• [Énoncé]: Recopiez fidèlement, dans l'extrait à lire, tout ce qui va de « Je trouve que c'est » jusqu'à « en la matière? ».

• [Extrait à lire]:

Je trouve que c'est dans ces scènes-là qu'un écrivain
se révèle vraiment. Tous ses défauts ou toutes ses
qualités vont apparaître. S'il en fait pas assez, qu'il reste
en deçà, dans l'érotisme bidon, c'est fichu, et s'il
en fait trop, qu'il sait pas s'arrêter, qu'il sombre dans l'exagération,
c'est fichu aussi.
Les grands maîtres
en la matière?
Sade et Bataille
ne font pas partie de mon panthéon: leur pornographie est trop
intelligente, elle est dans l'accumulation, la surenchère. Pour
moi, il existe une forme de pornographie qui peut préserver le
respect entre deux individus, et qui montre la vérité de
ce qu'est l'acte sexuel. La référence pour moi, c'est Henry
Miller. L'obscénité chez Miller, elle donne de grands moments
de littérature.
Vous-même, n'êtes-vous
pas un grand maître? Vous recherchez, l'émotion, le choc
émotionnel.
Ce serait beaucoup
d'orgueil de penser que j'y arrive, mais je vois au moins ce qu'il faudrait
faire. Chez les jeunes auteurs français d'aujourd'hui, c'est très
glauque. Comme si, à partir d'un certain degré, la sexualité
devait forcément devenir morbide
Ça vient d'une culture
qui se croit apte à appréhender ce problème, et qui
l'appréhende très très mal: d'où des gens
à la fois très coincés et qui en même temps
se décoincent. Il y a quelque chose de triste dans cette sexualité
mal digérée
Des
femmes comme Virginie Despentes, ou Catherine Breillat au cinéma,
s'y sont aussi mises, avec beaucoup de courage. Mais je trouve que le
résultat n'est pas là. La plupart des gens ne savent pas
s'arrêter au bon moment. Le seul qui s'arrête au bon moment,
c'est Miller. Et pourquoi s'arrête-t-il au bon moment? Parce que
ça lui est complètement naturel. Ça fait tellement
partie de sa vie qu'il n'a même pas besoin de se demander où
il faut s'arrêter.
Et les auteurs dont tout
le monde parle: Houellebecq, avec ses «Particules élémentaires»,
Christine Angot, avec «L'Inceste»?

• [Données]:
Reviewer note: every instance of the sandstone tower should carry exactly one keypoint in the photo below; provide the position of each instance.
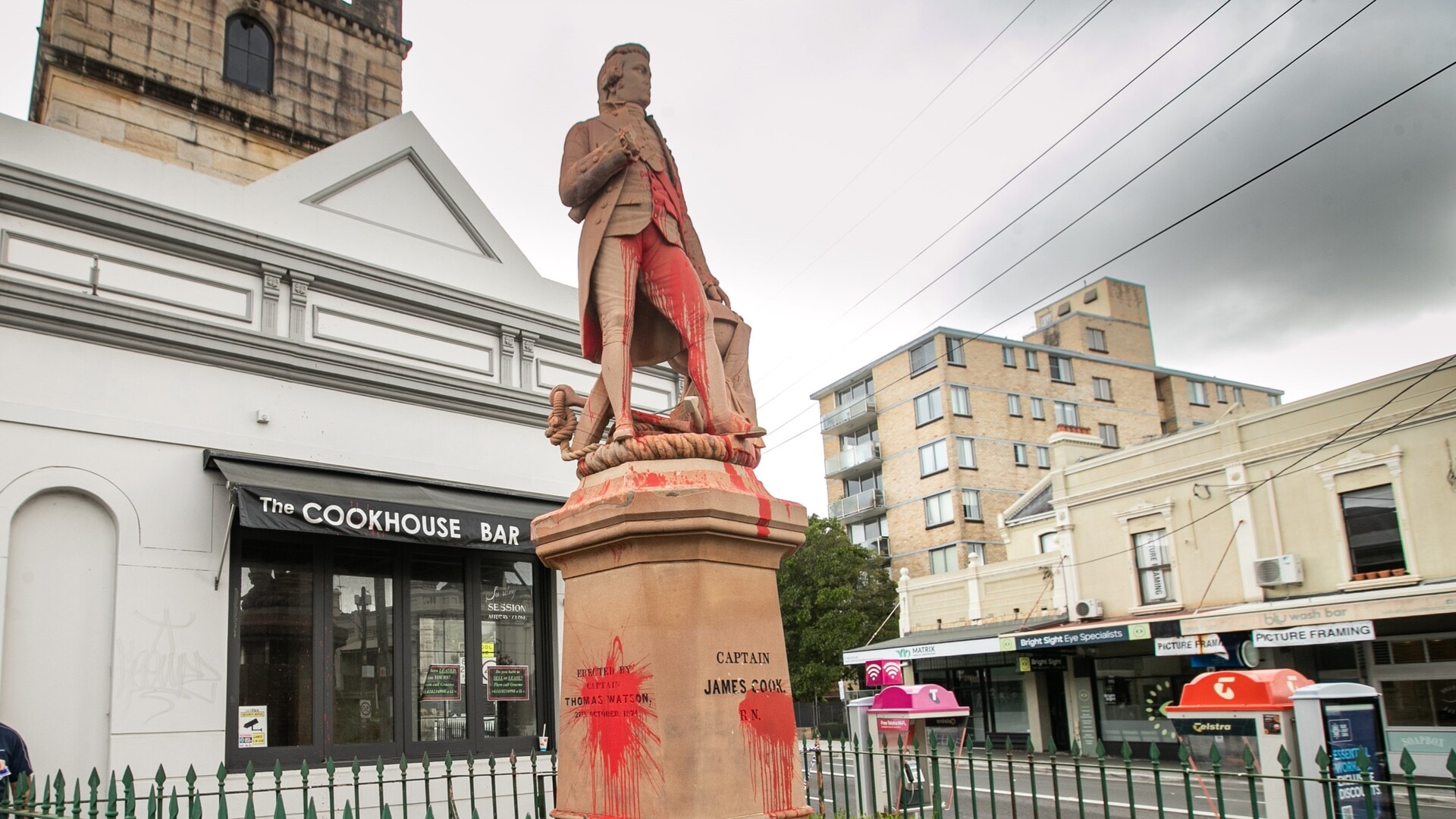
(231, 88)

• [Corrigé]:
Je trouve que c'est dans ces scènes-là qu'un écrivain
se révèle vraiment. Tous ses défauts ou toutes ses
qualités vont apparaître. S'il en fait pas assez, qu'il reste
en deçà, dans l'érotisme bidon, c'est fichu, et s'il
en fait trop, qu'il sait pas s'arrêter, qu'il sombre dans l'exagération,
c'est fichu aussi.
Les grands maîtres
en la matière?